> **The tasks**
**1.** Answer these questions using the beef empanada recipe.
(a) To what temperature should the oven be preheated?
(b) How much ice water does the pie dough call for?
(c) For about how long should the filling simmer after the tomato sauce and jalapenos are added?
**2.** Reproduce verbatim the portion of the beef empanada recipe starting with "1. Preheat oven" and going on through "about 10 minutes.".

Cheesy Beef Empanadas

For those of you out there who aren’t yet familiar with the empanada, here’s all you need to know: 1. They’re essentially the Spanish version of a Hot Pocket. 2. They’re fucking delicious. As you may have noticed, I’ve been on somewhat of a beef kick lately. I know, bad me. I will throw in a fish or chicken recipe soon, pinky promise. Until then, let’s focus on these killer beef empanadas. I must warn that these handheld treats may require a bit more work than most of the recipes I’ve shared thus far. Why? Pie dough, that’s why. I’ve included the easiest pie dough recipe I have in hopes that I won’t scare you off. This being said, if making dough is enticing you to run for the hills; don’t! Take your sprinting gear off and wait a damn minute. There is a simple solution and it comes in the form of store-bought pie dough. Just because I prefer to make my own doesn’t mean that your empanadas will be lesser if you don’t. The most important part is the mouth-watering filling, after all. Scroll below for this Cheesy Beef Empanada (and Easy-Peasy Pie Crust) recipe!


Here’s what you’ll need:

Empanada filling:

  • 1 lb of ground beef
  • 1 medium onion, chopped
  • 2-3 cloves of garlic, minced
  • 2 tsp of ground cumin
  • 1 tsp of dried oregano
  • 1 tsp crushed red peppers
  • 1 tsp chili powder
  • Salt and pepper to taste
  • 8 oz can of tomato sauce
  • 1 tsp of Worcestershire sauce
  • 1-2 tbsp of diced jalapenos (depending on how spicy you want to go)
  • ½ cup of Monterey jack cheese, grated
  • ½ cup of sharp cheddar cheese, grated
  • 1 egg
  • Sour cream (optional)
  • Green onion for garnish (optional)

Pie Dough:

  • 3 cups of all-purpose flour
  • 1 tsp of salt
  • 2 sticks of cold butter, cut into small pieces
  • 6 – 8 tbsp of ice water

Here’s what you’ll do:

  1. Preheat oven to 425°F.
  2. On medium heat, add ground beef, onion and garlic to a large skillet. Cook until ground beef is browned. I recommend breaking up the beef, leaving as little large pieces as possible. Drain grease and return to pan.
  3. Add cumin, oregano, red peppers and chili powder and stir.
  4. Add tomato sauce and jalapenos and stir. Lower heat and let simmer for about 10 minutes.

Dataset rows
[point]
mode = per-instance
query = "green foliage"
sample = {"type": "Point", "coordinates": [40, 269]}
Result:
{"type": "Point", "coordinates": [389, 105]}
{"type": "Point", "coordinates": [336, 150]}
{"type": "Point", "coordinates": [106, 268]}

> **Expected results**
**1.**
(a) 425°F
(b) 6 – 8 tbsp
(c) About 10 minutes

**2.**
1. Preheat oven to 425°F.
  2. On medium heat, add ground beef, onion and garlic to a large skillet. Cook until ground beef is browned. I recommend breaking up the beef, leaving as little large pieces as possible. Drain grease and return to pan.
  3. Add cumin, oregano, red peppers and chili powder and stir.
  4. Add tomato sauce and jalapenos and stir. Lower heat and let simmer for about 10 minutes.